▶ _Prompt_
Find "Exercise. Point out the large" in the data, then restate the line it sits in and every later line word for word, ending with the last line.
* Start *
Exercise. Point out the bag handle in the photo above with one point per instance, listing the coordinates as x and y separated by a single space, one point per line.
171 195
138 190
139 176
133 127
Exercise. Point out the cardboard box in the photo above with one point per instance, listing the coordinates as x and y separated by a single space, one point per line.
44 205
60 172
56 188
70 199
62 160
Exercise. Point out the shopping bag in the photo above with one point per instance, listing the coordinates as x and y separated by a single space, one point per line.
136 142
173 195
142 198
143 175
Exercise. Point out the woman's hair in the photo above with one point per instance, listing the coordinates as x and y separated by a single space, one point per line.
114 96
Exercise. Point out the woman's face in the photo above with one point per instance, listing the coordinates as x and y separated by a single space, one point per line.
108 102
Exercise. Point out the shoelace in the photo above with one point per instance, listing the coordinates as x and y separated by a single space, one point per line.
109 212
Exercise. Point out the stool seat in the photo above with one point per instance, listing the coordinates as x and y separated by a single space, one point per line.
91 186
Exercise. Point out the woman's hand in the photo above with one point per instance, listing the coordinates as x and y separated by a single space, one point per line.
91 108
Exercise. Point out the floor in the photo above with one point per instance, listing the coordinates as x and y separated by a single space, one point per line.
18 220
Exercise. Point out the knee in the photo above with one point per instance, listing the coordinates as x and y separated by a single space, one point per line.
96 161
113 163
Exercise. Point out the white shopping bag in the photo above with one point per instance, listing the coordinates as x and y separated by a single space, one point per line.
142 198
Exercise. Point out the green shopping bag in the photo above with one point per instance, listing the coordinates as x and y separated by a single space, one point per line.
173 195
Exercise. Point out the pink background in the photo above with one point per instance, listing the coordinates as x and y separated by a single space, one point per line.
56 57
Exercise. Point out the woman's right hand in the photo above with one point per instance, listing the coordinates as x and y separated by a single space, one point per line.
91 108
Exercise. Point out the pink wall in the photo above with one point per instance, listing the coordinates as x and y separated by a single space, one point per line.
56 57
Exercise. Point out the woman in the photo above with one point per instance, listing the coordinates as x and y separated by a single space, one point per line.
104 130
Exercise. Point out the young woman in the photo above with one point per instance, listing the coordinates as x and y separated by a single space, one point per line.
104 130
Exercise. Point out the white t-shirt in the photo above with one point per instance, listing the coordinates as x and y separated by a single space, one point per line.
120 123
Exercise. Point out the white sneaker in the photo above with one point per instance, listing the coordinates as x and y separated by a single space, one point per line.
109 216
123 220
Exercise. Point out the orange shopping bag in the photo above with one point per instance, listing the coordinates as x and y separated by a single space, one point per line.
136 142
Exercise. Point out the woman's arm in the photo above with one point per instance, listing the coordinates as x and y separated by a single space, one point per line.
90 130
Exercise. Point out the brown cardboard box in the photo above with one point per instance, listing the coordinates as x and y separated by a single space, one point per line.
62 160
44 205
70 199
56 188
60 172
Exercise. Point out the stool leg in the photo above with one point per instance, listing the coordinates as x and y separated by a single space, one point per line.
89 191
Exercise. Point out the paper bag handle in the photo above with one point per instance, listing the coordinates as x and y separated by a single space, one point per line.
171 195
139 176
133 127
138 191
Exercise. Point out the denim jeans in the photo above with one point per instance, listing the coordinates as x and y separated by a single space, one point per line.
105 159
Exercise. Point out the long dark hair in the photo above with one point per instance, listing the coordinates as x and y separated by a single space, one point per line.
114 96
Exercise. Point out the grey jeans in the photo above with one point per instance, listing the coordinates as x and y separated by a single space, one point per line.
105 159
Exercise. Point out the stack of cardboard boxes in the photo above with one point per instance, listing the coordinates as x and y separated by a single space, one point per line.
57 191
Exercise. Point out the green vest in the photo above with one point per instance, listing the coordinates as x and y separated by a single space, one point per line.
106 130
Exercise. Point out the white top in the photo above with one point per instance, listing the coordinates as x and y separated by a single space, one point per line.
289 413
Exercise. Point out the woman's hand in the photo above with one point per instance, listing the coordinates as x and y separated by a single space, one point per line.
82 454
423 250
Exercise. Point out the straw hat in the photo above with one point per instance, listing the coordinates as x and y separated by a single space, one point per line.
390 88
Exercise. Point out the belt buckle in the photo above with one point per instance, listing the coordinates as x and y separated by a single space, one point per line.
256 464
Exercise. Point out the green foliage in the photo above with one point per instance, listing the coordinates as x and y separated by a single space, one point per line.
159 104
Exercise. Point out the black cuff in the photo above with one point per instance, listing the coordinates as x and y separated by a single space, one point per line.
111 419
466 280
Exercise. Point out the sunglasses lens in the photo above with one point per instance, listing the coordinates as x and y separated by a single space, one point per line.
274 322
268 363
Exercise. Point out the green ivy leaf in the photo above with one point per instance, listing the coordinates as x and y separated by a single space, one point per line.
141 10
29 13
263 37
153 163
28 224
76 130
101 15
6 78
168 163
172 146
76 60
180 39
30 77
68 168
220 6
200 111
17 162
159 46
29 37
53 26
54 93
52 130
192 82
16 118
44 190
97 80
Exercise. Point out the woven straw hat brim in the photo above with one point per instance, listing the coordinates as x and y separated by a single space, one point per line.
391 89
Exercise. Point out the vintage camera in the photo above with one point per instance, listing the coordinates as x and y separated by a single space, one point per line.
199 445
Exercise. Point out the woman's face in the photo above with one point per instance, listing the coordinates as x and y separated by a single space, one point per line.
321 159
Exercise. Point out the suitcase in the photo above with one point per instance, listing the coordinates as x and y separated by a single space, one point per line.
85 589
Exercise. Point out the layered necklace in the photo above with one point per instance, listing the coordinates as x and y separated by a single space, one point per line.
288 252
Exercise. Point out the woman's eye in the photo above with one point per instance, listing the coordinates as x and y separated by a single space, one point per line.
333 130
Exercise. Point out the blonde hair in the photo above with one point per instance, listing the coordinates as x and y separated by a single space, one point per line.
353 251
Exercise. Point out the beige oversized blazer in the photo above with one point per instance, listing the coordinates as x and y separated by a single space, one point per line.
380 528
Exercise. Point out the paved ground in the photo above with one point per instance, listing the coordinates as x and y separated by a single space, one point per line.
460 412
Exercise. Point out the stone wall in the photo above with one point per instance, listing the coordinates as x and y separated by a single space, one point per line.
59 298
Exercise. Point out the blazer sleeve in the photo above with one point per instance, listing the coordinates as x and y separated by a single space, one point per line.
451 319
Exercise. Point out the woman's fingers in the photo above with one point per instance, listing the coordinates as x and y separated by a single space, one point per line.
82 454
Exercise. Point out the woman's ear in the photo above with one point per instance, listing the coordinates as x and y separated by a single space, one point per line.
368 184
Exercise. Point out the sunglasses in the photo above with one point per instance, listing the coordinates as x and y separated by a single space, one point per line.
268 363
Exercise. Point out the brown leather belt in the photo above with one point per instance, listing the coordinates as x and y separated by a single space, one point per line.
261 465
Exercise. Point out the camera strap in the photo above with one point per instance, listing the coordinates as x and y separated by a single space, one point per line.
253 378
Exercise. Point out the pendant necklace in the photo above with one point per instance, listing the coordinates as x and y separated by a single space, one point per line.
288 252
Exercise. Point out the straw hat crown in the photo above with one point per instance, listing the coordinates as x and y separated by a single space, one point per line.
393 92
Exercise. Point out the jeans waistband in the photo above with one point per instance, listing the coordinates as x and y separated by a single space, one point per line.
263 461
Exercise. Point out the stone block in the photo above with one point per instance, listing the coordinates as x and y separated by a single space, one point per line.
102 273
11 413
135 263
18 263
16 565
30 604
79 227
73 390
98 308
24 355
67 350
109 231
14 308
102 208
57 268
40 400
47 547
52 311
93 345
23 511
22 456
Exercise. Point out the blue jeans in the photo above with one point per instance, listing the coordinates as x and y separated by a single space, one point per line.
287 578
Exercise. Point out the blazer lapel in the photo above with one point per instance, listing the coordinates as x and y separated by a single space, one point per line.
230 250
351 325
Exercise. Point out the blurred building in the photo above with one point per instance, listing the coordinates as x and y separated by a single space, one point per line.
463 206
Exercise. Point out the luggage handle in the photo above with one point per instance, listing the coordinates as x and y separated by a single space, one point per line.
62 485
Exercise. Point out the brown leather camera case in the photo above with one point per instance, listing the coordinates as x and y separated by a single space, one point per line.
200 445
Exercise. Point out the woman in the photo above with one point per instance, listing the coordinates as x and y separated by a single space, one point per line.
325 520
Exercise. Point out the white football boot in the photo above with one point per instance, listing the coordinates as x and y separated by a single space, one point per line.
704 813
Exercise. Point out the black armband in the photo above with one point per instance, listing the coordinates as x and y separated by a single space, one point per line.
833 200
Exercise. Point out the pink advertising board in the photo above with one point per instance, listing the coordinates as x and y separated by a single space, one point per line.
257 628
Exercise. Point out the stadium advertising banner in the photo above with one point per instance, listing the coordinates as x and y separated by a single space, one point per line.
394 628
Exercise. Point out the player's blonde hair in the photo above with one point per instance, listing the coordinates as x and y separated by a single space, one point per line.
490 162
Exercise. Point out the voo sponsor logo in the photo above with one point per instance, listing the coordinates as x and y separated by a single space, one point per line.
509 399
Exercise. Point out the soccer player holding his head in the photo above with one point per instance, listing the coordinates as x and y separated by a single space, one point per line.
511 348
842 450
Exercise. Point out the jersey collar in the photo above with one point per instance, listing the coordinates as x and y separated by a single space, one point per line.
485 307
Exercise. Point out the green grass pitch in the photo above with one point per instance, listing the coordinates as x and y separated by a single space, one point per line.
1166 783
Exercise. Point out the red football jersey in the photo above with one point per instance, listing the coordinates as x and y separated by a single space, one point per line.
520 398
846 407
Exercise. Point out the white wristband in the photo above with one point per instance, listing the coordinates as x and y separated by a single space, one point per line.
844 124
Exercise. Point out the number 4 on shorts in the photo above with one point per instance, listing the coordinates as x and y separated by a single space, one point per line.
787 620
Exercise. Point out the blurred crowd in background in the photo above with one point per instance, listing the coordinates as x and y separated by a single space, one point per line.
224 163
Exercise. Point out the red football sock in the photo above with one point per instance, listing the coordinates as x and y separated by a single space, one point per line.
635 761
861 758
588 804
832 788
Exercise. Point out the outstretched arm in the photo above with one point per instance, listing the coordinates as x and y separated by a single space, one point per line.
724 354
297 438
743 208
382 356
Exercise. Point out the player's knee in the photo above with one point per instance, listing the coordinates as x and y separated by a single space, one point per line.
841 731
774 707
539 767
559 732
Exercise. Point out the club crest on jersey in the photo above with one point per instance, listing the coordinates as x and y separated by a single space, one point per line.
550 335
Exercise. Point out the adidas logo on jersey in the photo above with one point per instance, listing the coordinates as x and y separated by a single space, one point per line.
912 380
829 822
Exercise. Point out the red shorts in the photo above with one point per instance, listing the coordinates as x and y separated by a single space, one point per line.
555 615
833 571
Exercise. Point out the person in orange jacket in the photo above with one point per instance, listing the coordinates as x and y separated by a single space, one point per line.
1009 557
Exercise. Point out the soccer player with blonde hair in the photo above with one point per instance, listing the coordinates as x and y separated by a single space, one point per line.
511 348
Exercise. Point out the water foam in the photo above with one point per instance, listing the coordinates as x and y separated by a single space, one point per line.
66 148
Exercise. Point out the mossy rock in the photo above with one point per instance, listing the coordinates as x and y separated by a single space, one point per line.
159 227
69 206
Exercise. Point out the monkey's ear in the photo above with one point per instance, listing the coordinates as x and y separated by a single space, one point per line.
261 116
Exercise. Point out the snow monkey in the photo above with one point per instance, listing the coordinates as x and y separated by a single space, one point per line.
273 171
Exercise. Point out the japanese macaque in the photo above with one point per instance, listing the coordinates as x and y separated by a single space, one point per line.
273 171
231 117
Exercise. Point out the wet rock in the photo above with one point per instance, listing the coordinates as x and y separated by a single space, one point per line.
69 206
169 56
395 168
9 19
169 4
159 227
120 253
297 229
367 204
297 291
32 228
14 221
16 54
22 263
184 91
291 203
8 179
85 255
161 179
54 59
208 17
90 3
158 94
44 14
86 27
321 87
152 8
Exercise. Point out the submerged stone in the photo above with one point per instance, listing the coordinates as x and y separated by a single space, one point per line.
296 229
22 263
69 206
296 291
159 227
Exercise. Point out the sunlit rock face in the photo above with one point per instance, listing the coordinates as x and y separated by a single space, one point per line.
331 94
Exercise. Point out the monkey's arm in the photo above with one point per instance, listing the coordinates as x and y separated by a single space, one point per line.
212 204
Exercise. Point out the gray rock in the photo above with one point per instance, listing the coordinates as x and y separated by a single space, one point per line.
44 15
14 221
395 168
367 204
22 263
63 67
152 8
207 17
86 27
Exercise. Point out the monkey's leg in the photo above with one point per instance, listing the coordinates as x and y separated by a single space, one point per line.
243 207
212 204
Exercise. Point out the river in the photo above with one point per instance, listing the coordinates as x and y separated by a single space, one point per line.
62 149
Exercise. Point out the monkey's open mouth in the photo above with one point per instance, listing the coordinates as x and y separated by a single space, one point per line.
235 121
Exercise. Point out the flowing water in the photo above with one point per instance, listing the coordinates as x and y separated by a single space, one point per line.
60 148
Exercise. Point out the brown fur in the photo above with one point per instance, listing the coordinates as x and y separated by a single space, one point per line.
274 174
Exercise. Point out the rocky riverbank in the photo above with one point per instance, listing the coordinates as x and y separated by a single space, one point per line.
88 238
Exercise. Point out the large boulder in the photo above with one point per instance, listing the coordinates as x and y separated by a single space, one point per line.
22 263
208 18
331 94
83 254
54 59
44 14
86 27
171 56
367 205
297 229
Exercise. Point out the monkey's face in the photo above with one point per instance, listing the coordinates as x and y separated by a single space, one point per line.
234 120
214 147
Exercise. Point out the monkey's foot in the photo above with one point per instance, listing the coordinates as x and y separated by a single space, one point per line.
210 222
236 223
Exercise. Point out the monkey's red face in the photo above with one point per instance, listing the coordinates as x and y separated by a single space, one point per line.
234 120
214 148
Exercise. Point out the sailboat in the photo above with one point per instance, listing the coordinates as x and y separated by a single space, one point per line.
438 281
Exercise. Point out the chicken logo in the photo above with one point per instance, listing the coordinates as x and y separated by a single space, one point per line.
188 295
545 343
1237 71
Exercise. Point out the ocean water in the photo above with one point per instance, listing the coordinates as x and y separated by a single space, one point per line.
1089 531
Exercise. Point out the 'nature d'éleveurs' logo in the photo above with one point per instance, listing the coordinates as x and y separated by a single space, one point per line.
* End *
▶ _Complete answer_
Exercise. Point out the large boulder in the photo above with one point per instance, listing the coordinates as x and y separated by a single space, one point per line.
22 263
208 18
331 94
83 254
54 59
44 14
86 27
171 56
367 205
297 229
Exercise. Point out the monkey's face in the photo above with one point per instance, listing the coordinates as x and y separated by a single space, one point per line.
234 120
214 147
Exercise. Point out the monkey's foot in the photo above with one point per instance, listing the coordinates as x and y separated by a single space, one point per line.
210 222
236 223
Exercise. Point out the monkey's red face in the photo above with one point per instance, listing the coordinates as x and y separated by a single space, one point per line.
234 120
214 148
Exercise. Point out the sailboat in the photo above with one point per instance, listing the coordinates as x and y separated by a single space, one point per line.
438 281
Exercise. Point out the chicken logo in the photo above with one point per instance, listing the coordinates as x and y separated by a single space, one point per line.
188 295
545 343
1237 71
Exercise. Point out the ocean water in the photo above with one point per instance, listing the coordinates as x and y separated by a single space, one point per line.
1089 531
Exercise. Point out the 'nature d'éleveurs' logo in the photo above with one point per instance, listing the coordinates as x and y separated by a single space, one point per line.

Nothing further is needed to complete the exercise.